Görev gereksinimleri: Aşağıdaki satırların tamamında "Locations" ifadesini "Positions" ile değiştirerek satırları yeniden yazın, geri kalan her şeyi olduğu gibi bırakın. Resimleri yanıta koymayın.

Koordinat işaretleme girdileri
•••••
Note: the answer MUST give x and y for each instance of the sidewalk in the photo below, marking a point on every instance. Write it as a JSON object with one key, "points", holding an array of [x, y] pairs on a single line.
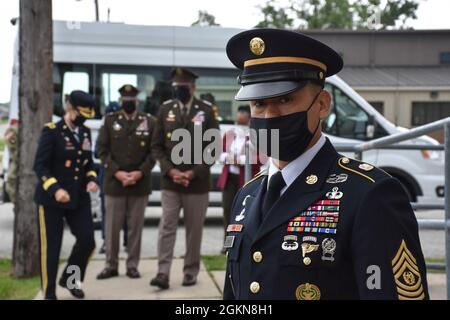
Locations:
{"points": [[207, 288], [123, 288]]}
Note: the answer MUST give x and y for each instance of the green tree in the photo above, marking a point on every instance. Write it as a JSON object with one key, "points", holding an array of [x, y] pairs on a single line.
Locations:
{"points": [[338, 14], [275, 17], [205, 19]]}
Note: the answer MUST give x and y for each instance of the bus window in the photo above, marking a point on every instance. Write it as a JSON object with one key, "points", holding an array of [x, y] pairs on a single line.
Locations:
{"points": [[75, 81], [112, 80], [347, 119]]}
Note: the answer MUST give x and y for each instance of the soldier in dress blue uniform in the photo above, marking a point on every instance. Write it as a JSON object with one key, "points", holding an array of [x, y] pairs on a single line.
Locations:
{"points": [[66, 174], [316, 224]]}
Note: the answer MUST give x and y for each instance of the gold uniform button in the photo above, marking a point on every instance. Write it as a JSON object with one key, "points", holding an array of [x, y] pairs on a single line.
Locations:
{"points": [[255, 287], [257, 256]]}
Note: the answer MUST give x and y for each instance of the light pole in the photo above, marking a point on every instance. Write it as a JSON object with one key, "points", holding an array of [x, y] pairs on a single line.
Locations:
{"points": [[96, 9]]}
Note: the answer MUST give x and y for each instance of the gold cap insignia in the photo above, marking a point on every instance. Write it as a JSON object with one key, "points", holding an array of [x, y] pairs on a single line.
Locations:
{"points": [[307, 291], [312, 179], [257, 46]]}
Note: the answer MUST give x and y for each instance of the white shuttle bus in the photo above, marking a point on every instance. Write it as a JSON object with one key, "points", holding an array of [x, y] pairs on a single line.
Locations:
{"points": [[101, 57]]}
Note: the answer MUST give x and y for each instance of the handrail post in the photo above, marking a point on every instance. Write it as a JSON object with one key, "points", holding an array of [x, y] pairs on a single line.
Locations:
{"points": [[447, 205]]}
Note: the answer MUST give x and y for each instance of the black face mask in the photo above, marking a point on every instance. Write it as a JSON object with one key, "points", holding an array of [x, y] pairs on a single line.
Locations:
{"points": [[294, 135], [79, 121], [182, 93], [129, 106]]}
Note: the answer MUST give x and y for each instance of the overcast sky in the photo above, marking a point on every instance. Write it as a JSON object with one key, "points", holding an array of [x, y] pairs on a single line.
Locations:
{"points": [[432, 14]]}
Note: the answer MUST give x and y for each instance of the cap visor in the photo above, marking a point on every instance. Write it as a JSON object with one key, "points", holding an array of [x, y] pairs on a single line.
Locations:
{"points": [[265, 90]]}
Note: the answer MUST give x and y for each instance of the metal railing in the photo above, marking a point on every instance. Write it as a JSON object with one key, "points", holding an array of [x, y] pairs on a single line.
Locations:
{"points": [[390, 142]]}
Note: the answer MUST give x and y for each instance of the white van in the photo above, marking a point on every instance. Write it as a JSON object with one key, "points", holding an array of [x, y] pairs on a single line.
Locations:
{"points": [[101, 57]]}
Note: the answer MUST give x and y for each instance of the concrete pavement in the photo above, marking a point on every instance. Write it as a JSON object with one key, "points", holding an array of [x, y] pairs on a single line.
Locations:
{"points": [[123, 288]]}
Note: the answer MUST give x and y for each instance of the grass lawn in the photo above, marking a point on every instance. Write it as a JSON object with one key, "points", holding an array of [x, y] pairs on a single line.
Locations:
{"points": [[215, 263], [16, 289], [440, 261]]}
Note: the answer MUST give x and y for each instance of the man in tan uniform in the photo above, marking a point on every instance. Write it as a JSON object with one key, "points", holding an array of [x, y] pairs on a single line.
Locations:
{"points": [[124, 147], [185, 185]]}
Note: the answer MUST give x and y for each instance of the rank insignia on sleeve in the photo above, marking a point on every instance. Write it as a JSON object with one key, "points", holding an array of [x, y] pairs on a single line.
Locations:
{"points": [[407, 277], [234, 228]]}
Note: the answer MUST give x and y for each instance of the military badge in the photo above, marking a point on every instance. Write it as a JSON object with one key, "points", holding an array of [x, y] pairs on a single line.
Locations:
{"points": [[199, 117], [86, 146], [143, 126], [308, 248], [365, 166], [328, 249], [289, 243], [337, 178], [234, 228], [312, 179], [334, 194], [241, 215], [229, 242], [116, 126], [307, 291], [257, 46]]}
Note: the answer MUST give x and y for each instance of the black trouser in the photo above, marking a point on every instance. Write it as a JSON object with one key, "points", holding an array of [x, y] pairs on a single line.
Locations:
{"points": [[51, 228], [231, 188]]}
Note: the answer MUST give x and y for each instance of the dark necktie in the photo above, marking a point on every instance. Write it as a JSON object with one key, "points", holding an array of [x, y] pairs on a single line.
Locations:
{"points": [[276, 183]]}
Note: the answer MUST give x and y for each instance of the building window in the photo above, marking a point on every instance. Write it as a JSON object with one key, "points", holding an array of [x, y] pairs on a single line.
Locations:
{"points": [[378, 105], [426, 112]]}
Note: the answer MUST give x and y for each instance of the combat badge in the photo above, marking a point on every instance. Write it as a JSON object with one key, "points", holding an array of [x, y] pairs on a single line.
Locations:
{"points": [[334, 194], [116, 126], [337, 178], [307, 291], [170, 116], [328, 249], [229, 242], [289, 243], [234, 228], [312, 179], [308, 248], [241, 215]]}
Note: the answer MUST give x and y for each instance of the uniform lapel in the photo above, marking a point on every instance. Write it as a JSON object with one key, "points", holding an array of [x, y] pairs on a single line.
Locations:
{"points": [[69, 133], [135, 122], [300, 194], [176, 109], [252, 209]]}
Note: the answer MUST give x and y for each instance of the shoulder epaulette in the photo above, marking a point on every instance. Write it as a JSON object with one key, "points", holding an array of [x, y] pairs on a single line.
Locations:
{"points": [[260, 174], [363, 169], [207, 103]]}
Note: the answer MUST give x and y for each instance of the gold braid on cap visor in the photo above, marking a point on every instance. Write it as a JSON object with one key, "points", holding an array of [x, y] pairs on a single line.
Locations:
•••••
Tam yanıt:
Note: the answer MUST give x and y for each instance of the sidewalk in the photo below, marking a point on every instance. Write it as a JSON object with one key, "points", holding an array of [x, y] pairs on a single line.
Positions:
{"points": [[207, 288], [123, 288]]}
Note: the answer MUST give x and y for each instance of the green tree in the photo above, marking a point on every instance. Write it as a JSON object with one key, "points", holding an array of [x, y] pairs on a single line.
Positions:
{"points": [[338, 14], [275, 17], [205, 19]]}
Note: the answer MUST give x and y for each instance of the bus window in the photo above, marking a point on every instance. Write it as a JSON object with one key, "points", holding an array of [x, y] pairs on a single line.
Positions:
{"points": [[75, 81], [112, 80], [347, 119]]}
Note: the answer MUST give x and y for each instance of the soldier in dress blue uniform in the photo above, marking a point on every instance. Write it as a JSON object with one key, "points", holding an array of [x, y] pairs on a single line.
Positions:
{"points": [[66, 174], [316, 224]]}
Note: the answer MUST give x and y for each instance of the gold uniform button in the photo above, marking a point on every instance. Write it as a JSON object with one key, "points", holding an array of [x, y] pairs on a single line.
Positions:
{"points": [[255, 287], [257, 256]]}
Note: the answer MUST give x and y for each instance of the light pole in the photo above, marking a point on every instance. Write it as a JSON object with one key, "points", holding an array of [x, y] pairs on a single line.
Positions:
{"points": [[96, 9]]}
Note: the answer MUST give x and y for each instance of the gold cap insignia in the photo above, marking a point on every instance. Write it as a JSON object with one key, "points", holding an array of [x, y] pairs on a single line.
Positions:
{"points": [[307, 291], [312, 179], [257, 46]]}
Note: the answer MUST give x and y for each instance of the white shuttle bus in the photo above, marking a point on every instance. Write it as a JSON object with one key, "points", holding an array of [x, y] pairs on a single line.
Positions:
{"points": [[101, 57]]}
Note: the answer MUST give x and y for each instance of the handrail post in the photo above, marking a point on every instance. Write it as a JSON object with one key, "points", holding an array of [x, y] pairs on a single line.
Positions:
{"points": [[447, 205]]}
Note: the answer MUST give x and y for each instance of the black face mask in the photo above, marking a point on every instance. Write it as a JSON object with one key, "points", holding an array of [x, y] pairs on a single line.
Positions:
{"points": [[294, 135], [79, 121], [182, 93], [129, 106]]}
Note: the answer MUST give x and y for each instance of the overcast sky in the photo above, marking a point on every instance. Write it as a JSON object with one key, "points", holding an array of [x, y] pairs on a single line.
Positions:
{"points": [[432, 14]]}
Note: the answer MUST give x and y for each instance of the cap visor in the photo above, marking a point on every instance. Write it as a JSON object with one key, "points", holding an array of [x, y] pairs on a single line.
Positions:
{"points": [[265, 90]]}
Note: the answer MUST give x and y for each instance of the metal railing in the photo above, marking a point on every instance. Write it as a JSON object with one key, "points", holding an array of [x, y] pairs on a single line.
Positions:
{"points": [[390, 142]]}
Note: the answer MUST give x and y for each instance of the white van in the photo above, marking a point on every instance. Write it as a JSON object with one key, "points", holding an array of [x, y] pairs on a single line.
Positions:
{"points": [[101, 57]]}
Note: the answer MUST give x and y for each instance of the concrete pavement in the photo above, marking a point on every instance. Write it as a JSON object with one key, "points", holding an array of [x, y] pairs on a single line.
Positions:
{"points": [[123, 288]]}
Note: the answer MUST give x and y for each instance of the grass lawn in the photo above, marking a point on every instance. Write it as a JSON object with one key, "points", holding an array of [x, y] pairs on a single line.
Positions:
{"points": [[215, 263], [16, 289], [440, 261]]}
Note: the answer MUST give x and y for each instance of the man in tan uniform in the photo above, marking a point on every instance. Write it as a JSON object with one key, "points", holding an array of [x, y] pairs on a single line.
Positions:
{"points": [[124, 147], [185, 185]]}
Note: the answer MUST give x and y for each instance of the rank insignia on sleeve in the photo above, marking a point on every instance. Write it as a JSON object with one key, "points", holding an array of [x, y] pairs on a single line.
Positions:
{"points": [[407, 277], [234, 228]]}
Note: the answer MUST give x and y for each instance of the military badge in the photo above, marking a point on every instance. Write it as a JSON object with one key, "points", holding an array of [x, y] pairs on a single line.
Positions:
{"points": [[199, 117], [86, 146], [143, 126], [308, 248], [365, 166], [328, 249], [289, 243], [337, 178], [234, 228], [312, 179], [334, 194], [241, 215], [229, 242], [116, 126], [307, 291], [257, 46]]}
Note: the answer MUST give x and y for each instance of the black trouser in the photo above, marking a point on every instance. Write it as a JSON object with one key, "points", holding an array of [x, y] pairs on a single line.
Positions:
{"points": [[51, 228], [231, 188]]}
Note: the answer MUST give x and y for each instance of the dark necktie in the photo above, marking a point on every instance. Write it as a JSON object with one key, "points", holding an array of [x, y] pairs on a single line.
Positions:
{"points": [[276, 183]]}
Note: the answer MUST give x and y for each instance of the building window in the photo above, marking a point on every instance. Write it as a JSON object with one key, "points", holding an array of [x, y] pairs on a single line.
Positions:
{"points": [[378, 105], [426, 112]]}
Note: the answer MUST give x and y for each instance of the combat badge in the photo above, marking a point on every instance. Write it as a JSON object with one key, "points", holding an array of [x, y] pairs on a single line.
Positions:
{"points": [[334, 194], [116, 126], [337, 178], [307, 291], [170, 116], [328, 249], [229, 242], [289, 243], [234, 228], [312, 179], [308, 248], [241, 215]]}
Note: the answer MUST give x and y for each instance of the uniform lapel in the photo above, marking a point on every instance. Write it as a JSON object with one key, "points", holding an array of [x, y] pairs on a single line.
Positions:
{"points": [[69, 133], [135, 122], [300, 194], [176, 109], [252, 209]]}
Note: the answer MUST give x and y for each instance of the shoulder epaulette in the photo above, marking a point on every instance. Write it as a JSON object with one key, "points", holding an array of [x, y] pairs on a single line.
Positions:
{"points": [[260, 174], [363, 169], [207, 103]]}
Note: the answer MUST give x and y for each instance of the gold braid on cap visor in the photo above, marking a point on every instance. Write it as a JSON object with one key, "points", holding an array of [x, y] pairs on a single line.
Positions:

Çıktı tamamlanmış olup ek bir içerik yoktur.